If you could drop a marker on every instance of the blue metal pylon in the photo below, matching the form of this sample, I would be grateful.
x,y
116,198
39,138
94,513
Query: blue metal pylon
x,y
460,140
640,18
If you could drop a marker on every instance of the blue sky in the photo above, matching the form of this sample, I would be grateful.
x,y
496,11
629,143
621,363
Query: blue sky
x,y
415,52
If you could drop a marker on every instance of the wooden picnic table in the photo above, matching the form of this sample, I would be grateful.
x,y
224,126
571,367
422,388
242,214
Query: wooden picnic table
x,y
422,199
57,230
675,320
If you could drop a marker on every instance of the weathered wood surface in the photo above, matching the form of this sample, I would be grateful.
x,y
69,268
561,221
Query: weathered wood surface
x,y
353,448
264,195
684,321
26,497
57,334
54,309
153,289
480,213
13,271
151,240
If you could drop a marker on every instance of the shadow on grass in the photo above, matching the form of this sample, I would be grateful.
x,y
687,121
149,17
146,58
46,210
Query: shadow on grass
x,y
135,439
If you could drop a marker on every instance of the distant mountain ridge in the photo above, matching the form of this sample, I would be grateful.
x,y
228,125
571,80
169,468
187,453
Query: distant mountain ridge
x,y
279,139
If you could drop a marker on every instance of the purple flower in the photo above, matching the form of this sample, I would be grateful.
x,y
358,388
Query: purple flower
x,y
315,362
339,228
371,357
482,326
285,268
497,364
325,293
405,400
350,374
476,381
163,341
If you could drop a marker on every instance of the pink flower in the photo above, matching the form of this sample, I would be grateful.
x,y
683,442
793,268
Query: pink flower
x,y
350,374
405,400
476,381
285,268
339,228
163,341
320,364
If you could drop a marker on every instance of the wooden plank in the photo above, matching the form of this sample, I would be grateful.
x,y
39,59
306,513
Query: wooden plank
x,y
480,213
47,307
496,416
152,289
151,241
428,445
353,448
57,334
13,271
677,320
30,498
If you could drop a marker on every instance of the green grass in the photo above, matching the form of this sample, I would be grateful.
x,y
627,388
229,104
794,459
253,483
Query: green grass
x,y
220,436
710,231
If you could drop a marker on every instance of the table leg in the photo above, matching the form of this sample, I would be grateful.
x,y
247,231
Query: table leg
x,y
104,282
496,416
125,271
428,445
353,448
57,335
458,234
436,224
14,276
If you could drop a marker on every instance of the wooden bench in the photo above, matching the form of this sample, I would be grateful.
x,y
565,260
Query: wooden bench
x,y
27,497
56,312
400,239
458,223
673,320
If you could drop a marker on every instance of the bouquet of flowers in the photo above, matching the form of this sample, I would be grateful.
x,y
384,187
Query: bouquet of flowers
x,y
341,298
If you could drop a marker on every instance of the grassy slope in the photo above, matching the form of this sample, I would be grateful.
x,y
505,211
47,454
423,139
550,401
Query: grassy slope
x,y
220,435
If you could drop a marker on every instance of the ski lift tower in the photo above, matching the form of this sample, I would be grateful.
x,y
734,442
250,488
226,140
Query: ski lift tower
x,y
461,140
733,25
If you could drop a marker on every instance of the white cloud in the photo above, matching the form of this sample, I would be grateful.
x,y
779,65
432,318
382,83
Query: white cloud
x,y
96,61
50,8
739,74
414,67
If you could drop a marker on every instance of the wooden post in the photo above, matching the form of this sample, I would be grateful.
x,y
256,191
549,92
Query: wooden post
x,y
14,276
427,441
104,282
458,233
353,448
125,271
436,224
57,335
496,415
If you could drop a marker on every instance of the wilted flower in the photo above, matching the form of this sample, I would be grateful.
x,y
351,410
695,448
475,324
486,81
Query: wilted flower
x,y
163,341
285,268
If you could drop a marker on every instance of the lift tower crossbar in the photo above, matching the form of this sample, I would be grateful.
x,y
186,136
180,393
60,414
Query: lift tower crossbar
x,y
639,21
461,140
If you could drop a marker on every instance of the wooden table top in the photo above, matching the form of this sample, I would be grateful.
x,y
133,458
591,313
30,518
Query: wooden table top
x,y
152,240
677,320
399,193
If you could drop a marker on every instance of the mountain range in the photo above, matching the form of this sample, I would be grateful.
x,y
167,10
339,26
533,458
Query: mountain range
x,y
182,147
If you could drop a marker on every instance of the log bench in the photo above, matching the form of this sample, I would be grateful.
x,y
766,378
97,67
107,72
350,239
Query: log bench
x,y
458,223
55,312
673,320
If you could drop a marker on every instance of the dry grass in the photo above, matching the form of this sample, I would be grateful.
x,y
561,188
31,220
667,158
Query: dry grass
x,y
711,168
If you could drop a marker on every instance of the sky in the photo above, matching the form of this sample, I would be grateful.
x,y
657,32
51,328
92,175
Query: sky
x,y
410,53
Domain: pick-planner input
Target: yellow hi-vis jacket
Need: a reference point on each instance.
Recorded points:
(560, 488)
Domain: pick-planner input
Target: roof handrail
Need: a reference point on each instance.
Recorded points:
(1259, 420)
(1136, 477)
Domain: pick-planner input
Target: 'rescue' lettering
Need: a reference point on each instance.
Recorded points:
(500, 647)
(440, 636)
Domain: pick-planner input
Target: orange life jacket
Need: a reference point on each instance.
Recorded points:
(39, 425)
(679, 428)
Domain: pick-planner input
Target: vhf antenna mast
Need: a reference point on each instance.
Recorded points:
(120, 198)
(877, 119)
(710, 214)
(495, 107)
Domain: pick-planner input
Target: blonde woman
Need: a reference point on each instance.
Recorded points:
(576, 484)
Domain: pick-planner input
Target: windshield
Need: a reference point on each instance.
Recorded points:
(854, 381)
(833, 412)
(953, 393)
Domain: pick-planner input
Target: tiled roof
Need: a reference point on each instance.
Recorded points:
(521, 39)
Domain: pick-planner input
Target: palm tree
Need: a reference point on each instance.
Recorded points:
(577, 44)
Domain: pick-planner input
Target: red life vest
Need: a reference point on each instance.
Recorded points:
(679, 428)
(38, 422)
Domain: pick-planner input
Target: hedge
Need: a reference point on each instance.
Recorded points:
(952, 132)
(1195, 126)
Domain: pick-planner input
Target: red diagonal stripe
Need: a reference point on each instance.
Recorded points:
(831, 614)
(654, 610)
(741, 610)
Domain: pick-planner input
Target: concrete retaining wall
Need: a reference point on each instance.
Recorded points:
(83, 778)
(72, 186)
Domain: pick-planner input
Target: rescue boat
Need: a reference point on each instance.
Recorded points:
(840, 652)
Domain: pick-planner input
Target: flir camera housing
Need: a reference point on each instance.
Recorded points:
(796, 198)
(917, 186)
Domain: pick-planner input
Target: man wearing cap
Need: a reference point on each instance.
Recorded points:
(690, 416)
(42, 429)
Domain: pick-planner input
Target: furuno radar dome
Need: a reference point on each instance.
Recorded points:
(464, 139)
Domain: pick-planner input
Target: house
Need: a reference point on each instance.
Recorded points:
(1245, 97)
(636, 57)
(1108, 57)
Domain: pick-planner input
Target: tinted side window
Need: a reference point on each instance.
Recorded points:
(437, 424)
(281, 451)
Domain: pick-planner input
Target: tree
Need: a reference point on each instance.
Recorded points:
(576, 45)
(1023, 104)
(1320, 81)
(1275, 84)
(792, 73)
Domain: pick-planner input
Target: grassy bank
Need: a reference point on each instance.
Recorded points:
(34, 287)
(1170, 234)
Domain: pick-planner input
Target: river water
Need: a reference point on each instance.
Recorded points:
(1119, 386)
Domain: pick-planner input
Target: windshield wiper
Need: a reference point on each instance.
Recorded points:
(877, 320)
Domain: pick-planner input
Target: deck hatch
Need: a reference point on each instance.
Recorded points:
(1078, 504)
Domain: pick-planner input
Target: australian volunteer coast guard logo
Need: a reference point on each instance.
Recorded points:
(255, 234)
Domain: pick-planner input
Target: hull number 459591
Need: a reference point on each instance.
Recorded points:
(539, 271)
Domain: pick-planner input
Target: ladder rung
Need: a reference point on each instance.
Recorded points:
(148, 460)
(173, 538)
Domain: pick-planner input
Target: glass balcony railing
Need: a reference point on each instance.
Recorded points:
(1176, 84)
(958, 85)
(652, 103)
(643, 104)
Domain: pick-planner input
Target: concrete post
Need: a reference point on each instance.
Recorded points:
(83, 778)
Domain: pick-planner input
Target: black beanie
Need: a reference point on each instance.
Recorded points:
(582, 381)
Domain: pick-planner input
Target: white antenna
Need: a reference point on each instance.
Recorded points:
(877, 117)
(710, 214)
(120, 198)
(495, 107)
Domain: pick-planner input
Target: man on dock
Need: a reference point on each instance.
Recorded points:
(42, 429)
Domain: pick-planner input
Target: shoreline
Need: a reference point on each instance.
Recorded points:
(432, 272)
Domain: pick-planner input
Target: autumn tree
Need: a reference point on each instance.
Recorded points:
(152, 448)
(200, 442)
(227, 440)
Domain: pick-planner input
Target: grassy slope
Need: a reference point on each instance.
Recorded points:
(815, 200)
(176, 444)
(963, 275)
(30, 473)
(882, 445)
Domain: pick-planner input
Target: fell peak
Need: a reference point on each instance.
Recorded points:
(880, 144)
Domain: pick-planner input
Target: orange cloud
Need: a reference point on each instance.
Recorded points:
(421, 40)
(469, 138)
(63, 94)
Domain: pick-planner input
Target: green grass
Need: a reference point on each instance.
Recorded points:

### TASK
Pick out and copy every line in the rows above that contains the word "purple".

### SOLUTION
If you could drop a marker on every instance of the purple flower in the photo above, matching the form of this sample, I would be grateful.
Query: purple flower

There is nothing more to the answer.